> **Document extract**
--- START ---
Dealing with food allergies, particularly right after diagnosis, can be laden with stress and anxiety. It’s important to express these emotions so that you focus and begin concentrating on the best way to manage your family’s food allergies. And, although you don’t need to become (nor are you expected to be) an expert overnight, with a few simple steps you should be able to have things well in hand in no time.
Step 1: Food Labels
Learning to read food labels and understand labeling laws is one of the most important steps in keeping your food allergic child safe. Labeling laws vary by country and you’ll want to know what is required of manufacturers so you can become an informed reader. For example, in the United States cross-contamination statements are voluntary but manufacturers are obligated to list allergens directly rather than under associated names such as casein milk or tahini for sesame seeds. Download ContentChecked’s app to assist and reassure you as you learn. Encourage anyone who buys food for your child (parents, grandparents, babysitters, nannies...) to use the app as well. For more information, see “Food Allergies and Food Labels: What You Need to Know” on my blog, Allergy Shmallergy.
--- END ---
> **Aim of the task**
Please write out, word for word, the part of the food allergy text that opens with the words containing "Step 1: Food" and closes with "blog, Allergy Shmallergy.". Use only the food allergy text as your source.

> **Supplied information**
--- START ---
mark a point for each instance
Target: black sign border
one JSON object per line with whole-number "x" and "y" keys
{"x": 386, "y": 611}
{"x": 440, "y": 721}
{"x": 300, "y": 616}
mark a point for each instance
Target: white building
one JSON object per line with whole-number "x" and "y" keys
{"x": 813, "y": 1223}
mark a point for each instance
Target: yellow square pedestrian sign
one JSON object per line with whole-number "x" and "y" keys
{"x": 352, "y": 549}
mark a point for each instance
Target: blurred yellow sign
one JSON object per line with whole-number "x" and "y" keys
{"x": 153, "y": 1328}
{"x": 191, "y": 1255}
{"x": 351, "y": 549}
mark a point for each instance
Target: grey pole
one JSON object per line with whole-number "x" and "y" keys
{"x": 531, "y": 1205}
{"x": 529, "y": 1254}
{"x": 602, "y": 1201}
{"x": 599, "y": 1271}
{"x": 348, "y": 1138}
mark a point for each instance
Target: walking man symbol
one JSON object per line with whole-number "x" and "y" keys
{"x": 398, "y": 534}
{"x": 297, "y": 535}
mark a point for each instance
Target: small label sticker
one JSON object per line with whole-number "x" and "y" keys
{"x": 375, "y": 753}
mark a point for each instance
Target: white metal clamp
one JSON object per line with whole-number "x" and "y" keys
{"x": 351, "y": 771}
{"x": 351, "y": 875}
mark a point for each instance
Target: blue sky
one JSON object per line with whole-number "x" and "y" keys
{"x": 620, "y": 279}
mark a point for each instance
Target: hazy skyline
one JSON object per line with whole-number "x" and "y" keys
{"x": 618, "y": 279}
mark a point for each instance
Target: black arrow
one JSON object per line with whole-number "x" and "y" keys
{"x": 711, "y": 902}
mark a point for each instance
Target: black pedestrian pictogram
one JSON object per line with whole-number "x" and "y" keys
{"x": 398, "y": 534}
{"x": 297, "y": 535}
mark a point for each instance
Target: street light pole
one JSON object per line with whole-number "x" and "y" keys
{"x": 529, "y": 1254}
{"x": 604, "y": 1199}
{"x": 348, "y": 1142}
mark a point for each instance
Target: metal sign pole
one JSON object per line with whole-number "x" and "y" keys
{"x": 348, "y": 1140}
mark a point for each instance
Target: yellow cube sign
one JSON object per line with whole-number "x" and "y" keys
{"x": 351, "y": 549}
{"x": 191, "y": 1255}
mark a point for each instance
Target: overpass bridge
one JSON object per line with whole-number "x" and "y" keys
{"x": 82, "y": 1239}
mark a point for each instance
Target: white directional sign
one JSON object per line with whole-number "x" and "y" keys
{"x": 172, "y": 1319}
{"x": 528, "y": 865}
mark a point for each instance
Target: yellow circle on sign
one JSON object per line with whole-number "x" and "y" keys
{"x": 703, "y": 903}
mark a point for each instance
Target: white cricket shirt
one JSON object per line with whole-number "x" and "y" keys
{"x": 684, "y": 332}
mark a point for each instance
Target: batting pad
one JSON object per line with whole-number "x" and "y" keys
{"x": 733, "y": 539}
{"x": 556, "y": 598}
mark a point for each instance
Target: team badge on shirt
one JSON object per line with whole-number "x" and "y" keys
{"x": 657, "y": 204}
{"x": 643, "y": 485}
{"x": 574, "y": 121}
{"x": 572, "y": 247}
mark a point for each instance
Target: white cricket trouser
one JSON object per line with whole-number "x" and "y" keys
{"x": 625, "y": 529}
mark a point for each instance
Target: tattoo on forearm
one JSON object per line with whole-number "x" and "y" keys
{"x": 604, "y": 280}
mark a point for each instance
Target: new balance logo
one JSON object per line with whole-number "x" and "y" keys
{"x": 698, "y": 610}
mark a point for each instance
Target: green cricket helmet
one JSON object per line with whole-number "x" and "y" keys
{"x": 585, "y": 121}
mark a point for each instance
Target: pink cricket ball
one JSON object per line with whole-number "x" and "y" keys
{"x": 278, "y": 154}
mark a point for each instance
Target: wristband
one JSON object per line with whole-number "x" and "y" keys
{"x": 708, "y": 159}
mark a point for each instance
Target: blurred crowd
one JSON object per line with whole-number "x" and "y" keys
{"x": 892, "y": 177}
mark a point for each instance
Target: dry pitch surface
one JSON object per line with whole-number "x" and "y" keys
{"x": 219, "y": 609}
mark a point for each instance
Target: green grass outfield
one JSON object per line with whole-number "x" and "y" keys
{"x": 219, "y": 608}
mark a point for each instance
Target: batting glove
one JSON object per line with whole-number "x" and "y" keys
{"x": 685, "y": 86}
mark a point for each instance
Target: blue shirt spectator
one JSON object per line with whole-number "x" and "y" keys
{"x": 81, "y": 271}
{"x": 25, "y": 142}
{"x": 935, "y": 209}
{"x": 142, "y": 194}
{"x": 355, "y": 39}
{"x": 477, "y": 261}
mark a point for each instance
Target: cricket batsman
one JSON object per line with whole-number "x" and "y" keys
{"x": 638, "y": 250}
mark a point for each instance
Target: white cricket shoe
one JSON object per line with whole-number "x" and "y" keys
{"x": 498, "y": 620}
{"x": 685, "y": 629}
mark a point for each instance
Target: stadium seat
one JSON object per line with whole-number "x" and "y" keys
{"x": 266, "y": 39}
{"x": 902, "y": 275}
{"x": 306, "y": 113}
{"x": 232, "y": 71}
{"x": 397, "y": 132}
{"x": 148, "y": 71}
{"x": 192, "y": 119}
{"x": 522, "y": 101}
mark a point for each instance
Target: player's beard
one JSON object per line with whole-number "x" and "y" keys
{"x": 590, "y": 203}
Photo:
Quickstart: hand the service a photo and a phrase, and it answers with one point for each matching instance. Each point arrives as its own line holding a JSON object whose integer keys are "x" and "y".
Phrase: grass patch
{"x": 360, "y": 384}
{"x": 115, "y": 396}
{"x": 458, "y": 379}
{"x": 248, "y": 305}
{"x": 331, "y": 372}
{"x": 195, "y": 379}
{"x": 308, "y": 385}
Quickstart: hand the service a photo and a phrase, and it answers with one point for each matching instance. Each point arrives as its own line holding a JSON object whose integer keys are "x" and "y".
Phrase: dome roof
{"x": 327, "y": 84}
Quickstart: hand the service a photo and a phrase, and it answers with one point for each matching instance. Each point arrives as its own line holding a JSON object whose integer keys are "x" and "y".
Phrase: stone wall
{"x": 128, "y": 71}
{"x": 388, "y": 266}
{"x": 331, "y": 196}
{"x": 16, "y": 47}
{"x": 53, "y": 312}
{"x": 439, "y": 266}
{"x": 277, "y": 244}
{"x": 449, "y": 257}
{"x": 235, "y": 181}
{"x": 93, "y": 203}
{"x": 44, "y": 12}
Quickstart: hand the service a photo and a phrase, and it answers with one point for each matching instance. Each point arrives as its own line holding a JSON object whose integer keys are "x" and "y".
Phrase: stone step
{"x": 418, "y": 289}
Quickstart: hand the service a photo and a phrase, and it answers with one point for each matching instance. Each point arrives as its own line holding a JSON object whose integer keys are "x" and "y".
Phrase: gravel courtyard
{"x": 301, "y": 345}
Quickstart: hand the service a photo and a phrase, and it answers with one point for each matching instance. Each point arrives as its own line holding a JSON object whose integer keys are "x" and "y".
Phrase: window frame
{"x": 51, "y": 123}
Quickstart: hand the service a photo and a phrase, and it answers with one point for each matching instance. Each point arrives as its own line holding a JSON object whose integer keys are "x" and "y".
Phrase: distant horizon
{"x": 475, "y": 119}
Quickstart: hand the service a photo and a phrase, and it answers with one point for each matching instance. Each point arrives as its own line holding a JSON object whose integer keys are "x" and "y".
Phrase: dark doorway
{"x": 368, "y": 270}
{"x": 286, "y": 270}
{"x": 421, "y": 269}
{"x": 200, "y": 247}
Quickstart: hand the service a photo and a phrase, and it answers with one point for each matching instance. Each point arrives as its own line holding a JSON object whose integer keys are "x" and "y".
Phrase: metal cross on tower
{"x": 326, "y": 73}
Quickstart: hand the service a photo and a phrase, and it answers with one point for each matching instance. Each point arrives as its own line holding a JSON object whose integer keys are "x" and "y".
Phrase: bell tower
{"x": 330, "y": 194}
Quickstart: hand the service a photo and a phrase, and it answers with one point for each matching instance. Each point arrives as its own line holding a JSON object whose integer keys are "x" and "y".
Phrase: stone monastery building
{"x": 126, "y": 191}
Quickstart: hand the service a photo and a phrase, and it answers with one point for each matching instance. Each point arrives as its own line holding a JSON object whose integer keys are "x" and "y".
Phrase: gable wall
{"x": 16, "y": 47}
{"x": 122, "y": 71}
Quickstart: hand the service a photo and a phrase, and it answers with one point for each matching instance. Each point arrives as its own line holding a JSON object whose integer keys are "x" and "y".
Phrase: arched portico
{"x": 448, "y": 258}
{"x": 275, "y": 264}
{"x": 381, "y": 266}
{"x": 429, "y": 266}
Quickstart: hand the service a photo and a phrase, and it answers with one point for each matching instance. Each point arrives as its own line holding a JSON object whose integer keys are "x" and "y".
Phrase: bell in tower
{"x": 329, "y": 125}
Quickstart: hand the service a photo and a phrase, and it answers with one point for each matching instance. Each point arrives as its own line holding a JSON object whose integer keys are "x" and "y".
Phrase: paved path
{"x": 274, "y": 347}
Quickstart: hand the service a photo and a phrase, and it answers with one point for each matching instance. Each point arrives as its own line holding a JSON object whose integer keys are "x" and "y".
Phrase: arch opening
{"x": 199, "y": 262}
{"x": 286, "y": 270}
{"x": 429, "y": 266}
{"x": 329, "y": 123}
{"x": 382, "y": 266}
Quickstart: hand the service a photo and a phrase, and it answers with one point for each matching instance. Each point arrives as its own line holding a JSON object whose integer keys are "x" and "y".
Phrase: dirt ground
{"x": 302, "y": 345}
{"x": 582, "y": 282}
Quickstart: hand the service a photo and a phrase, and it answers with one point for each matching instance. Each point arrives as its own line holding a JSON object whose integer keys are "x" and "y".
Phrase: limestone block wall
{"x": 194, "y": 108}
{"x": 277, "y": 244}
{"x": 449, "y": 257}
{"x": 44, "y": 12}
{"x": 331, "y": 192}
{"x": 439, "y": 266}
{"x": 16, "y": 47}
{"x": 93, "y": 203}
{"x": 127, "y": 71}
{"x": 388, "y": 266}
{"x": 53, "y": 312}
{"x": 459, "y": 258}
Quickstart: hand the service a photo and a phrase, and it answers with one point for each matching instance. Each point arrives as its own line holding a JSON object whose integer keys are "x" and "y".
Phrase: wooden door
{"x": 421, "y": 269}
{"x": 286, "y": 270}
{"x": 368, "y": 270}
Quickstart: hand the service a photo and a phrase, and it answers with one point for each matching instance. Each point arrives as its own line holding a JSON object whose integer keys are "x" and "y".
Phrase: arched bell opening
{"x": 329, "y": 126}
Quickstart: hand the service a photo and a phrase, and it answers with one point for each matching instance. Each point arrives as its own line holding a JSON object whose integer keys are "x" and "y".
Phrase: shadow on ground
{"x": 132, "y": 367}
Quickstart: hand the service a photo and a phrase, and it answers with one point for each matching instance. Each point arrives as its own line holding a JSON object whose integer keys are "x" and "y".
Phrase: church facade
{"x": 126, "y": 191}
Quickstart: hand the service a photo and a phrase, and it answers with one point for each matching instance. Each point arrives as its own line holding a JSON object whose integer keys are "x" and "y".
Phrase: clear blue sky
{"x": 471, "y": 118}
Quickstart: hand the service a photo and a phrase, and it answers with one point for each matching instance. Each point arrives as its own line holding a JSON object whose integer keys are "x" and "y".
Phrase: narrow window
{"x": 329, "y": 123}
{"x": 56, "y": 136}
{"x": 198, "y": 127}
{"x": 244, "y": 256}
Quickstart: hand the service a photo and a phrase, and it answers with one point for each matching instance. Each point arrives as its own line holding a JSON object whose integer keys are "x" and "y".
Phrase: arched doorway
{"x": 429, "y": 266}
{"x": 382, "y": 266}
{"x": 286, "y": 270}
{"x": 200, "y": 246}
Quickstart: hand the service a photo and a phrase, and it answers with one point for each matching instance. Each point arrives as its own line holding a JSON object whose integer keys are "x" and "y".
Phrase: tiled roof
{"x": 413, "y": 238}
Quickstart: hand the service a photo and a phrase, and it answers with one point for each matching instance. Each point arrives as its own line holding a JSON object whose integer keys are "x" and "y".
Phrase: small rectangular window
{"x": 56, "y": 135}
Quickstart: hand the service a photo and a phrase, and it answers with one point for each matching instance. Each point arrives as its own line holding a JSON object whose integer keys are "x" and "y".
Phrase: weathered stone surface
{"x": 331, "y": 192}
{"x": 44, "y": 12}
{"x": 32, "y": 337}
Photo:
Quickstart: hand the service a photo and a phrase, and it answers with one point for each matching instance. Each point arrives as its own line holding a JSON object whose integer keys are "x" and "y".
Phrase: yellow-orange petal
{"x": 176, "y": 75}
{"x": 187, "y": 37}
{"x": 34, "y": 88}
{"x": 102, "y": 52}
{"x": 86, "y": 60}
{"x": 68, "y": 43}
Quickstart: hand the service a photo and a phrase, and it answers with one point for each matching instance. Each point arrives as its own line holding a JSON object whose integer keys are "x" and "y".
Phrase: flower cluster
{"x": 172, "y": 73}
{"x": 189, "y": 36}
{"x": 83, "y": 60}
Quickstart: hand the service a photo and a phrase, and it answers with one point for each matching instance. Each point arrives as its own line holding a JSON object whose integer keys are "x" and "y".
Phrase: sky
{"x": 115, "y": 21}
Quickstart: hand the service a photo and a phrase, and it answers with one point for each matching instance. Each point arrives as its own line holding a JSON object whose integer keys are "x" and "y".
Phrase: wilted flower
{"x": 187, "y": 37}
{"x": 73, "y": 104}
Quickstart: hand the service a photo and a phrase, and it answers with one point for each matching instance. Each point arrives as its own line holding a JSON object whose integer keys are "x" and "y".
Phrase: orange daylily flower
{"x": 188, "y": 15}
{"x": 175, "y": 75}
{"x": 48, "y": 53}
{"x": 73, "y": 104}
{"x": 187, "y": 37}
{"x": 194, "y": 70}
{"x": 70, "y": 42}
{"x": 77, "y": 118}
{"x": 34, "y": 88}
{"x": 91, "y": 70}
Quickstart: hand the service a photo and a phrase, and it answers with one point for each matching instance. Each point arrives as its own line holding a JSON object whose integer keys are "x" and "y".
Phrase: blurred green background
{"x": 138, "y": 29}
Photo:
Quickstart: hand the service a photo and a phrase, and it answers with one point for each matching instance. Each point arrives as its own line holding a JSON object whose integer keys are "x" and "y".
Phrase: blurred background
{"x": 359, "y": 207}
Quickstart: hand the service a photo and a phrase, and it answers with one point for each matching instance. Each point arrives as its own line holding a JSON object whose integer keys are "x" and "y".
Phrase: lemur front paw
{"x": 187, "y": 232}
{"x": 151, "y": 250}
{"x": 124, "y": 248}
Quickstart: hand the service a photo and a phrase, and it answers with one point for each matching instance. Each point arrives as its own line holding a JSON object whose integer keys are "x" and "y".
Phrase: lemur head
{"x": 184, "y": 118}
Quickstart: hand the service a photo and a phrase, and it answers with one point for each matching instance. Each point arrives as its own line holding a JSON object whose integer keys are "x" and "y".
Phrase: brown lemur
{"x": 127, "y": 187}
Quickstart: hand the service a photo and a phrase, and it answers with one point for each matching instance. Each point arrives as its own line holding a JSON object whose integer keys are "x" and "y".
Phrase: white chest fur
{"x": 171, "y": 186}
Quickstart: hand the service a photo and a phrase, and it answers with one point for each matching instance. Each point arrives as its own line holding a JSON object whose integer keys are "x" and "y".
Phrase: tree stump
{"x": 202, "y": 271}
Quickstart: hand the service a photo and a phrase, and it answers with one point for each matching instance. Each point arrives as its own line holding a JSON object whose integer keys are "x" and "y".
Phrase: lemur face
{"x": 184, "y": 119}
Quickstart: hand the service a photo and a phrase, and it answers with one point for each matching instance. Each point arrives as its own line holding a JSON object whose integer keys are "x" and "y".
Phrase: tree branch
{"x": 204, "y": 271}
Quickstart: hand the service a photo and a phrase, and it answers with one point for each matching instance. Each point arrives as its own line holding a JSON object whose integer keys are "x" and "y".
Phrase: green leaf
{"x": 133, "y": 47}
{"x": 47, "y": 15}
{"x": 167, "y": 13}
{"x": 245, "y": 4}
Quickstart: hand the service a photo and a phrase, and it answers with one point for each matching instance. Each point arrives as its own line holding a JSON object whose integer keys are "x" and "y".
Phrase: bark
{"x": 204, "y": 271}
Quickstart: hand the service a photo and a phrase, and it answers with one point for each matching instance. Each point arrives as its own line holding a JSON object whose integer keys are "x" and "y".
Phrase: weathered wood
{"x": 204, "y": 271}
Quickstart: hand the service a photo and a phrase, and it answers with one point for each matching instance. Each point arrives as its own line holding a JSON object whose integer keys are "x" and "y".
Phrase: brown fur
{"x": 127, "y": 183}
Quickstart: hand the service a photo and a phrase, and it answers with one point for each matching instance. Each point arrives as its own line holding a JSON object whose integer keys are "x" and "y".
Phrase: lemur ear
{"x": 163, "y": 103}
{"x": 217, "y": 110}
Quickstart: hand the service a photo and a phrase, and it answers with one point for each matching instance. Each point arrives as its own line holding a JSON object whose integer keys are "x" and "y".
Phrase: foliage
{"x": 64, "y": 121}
--- END ---
> **Written answer**
Step 1: Food Labels
Learning to read food labels and understand labeling laws is one of the most important steps in keeping your food allergic child safe. Labeling laws vary by country and you’ll want to know what is required of manufacturers so you can become an informed reader. For example, in the United States cross-contamination statements are voluntary but manufacturers are obligated to list allergens directly rather than under associated names such as casein milk or tahini for sesame seeds. Download ContentChecked’s app to assist and reassure you as you learn. Encourage anyone who buys food for your child (parents, grandparents, babysitters, nannies...) to use the app as well. For more information, see “Food Allergies and Food Labels: What You Need to Know” on my blog, Allergy Shmallergy.